COMPLETE THE FOLLOWING:
A - In the article about Otto Porter's free agency, which team beat the Wizards in the Game 7 that ended their season?
B - Continue the article about Otto Porter's free agency from its last sentence.

DOCUMENT TEXT:
Wizards' Otto Porter vague about his free agency future with playoff loss still fresh

Otto Porter is not one to go into length with most of his answers to the media, no matter the subject. So, perhaps it's not surprising his thoughts on his upcoming offseason, one in which he will be a restricted free agent, were brief.

Porter met with the media on Tuesday, less than 24 hours after the Wizards' season ended in a Game 7 defeat against the Celtics. That loss, he said, was still his most pressing concern.

"I don't take losing easy. It's going to take me a while to process all of that," he said. "I'm still hanging my head over that right now. But I'm going to give it some time and some thought about what's going to happen this summer. I haven't really thought about it much."

Porter, 23, insists he didn't think about his contract often at all during the season, despite the fact he was playing out the last year of his rookie deal. This summer he is likely to receive a massive pay increase, whether it's from the Wizards or another team. Because he is a restricted free agent, the Wizards can match any offer made to him if they extend a qualifying offer, which they most certainly will do.

PROVIDED RECORDS:
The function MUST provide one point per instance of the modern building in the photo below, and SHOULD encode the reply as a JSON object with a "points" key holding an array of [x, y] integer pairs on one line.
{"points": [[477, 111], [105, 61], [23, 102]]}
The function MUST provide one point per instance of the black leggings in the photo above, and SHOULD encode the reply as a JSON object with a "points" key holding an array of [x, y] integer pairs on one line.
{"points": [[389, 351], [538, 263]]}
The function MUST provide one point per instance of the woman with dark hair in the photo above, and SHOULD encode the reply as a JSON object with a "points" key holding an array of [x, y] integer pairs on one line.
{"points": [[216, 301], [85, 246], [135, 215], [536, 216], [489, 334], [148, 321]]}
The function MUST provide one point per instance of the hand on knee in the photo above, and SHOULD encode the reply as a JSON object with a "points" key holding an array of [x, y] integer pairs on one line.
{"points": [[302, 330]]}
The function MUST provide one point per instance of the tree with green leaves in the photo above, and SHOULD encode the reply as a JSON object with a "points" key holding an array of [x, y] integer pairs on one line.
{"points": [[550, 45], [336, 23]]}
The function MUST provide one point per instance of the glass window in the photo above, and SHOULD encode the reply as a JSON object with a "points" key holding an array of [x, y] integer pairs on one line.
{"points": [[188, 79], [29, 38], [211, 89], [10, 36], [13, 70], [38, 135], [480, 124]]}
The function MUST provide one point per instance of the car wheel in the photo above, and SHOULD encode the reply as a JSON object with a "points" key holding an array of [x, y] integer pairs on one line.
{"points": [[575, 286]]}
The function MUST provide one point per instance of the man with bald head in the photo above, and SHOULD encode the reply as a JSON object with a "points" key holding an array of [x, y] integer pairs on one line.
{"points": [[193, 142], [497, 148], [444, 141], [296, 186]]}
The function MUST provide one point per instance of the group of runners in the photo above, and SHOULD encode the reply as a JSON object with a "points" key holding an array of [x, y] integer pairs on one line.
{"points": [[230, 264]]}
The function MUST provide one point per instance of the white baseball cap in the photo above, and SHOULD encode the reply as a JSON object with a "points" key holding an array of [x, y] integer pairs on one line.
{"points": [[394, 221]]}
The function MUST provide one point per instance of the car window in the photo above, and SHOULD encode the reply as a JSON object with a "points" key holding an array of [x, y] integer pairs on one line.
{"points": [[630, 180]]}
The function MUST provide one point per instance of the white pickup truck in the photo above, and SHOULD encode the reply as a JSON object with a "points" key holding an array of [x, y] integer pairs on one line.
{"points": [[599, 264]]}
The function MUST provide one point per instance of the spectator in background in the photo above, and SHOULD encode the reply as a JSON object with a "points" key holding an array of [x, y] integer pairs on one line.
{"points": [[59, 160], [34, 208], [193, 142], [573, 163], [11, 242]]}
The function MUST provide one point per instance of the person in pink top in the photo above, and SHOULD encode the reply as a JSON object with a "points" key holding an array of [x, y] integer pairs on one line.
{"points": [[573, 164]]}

OUTPUTS IN ORDER:
A - The Celtics

B -
[RELATED: Gortat questions if Wizards are best fit for his future]

There is also the chance Porter never sees hears from other teams at all. Last offseason, the Wizards were able to lock up guard Bradley Beal to a five-year, $127 million deal before others could even show interest.

"It's going to be a good summer for me," Porter admitted.

Porter could very well be with the Wizards for the 2017-18 season and beyond. After Game 7, he said "we'll be back," implying he will continue to build with John Wall, Beal and his other Wizards teammates.

Also working in the Wizards' favor is Porter's affinity for Washington, D.C. Porter grew up in Missouri, but went to college at Georgetown University. He was drafted by the Wizards third overall in 2013 and has lived in the area since he was 18 years old.

"I love D.C. I went to school here. I became a big part of what goes on around here. This is like home for me," he said. "It's been great for me. Having my coach [John Thompson III] still here. It's somewhere where I grew up, being in college in D.C. I love this city."

Porter, who is represented by David Falk, made $5.9 million in the 2016-17 season. In order to retain his rights as a restricted free agent, the Wizards will need to extend a qualifying offer of 125 percent of that number, or roughly $7.4 million.

Porter finished this season fourth in three-point percentage (43.4) and averaged a career-high 13.4 points per game.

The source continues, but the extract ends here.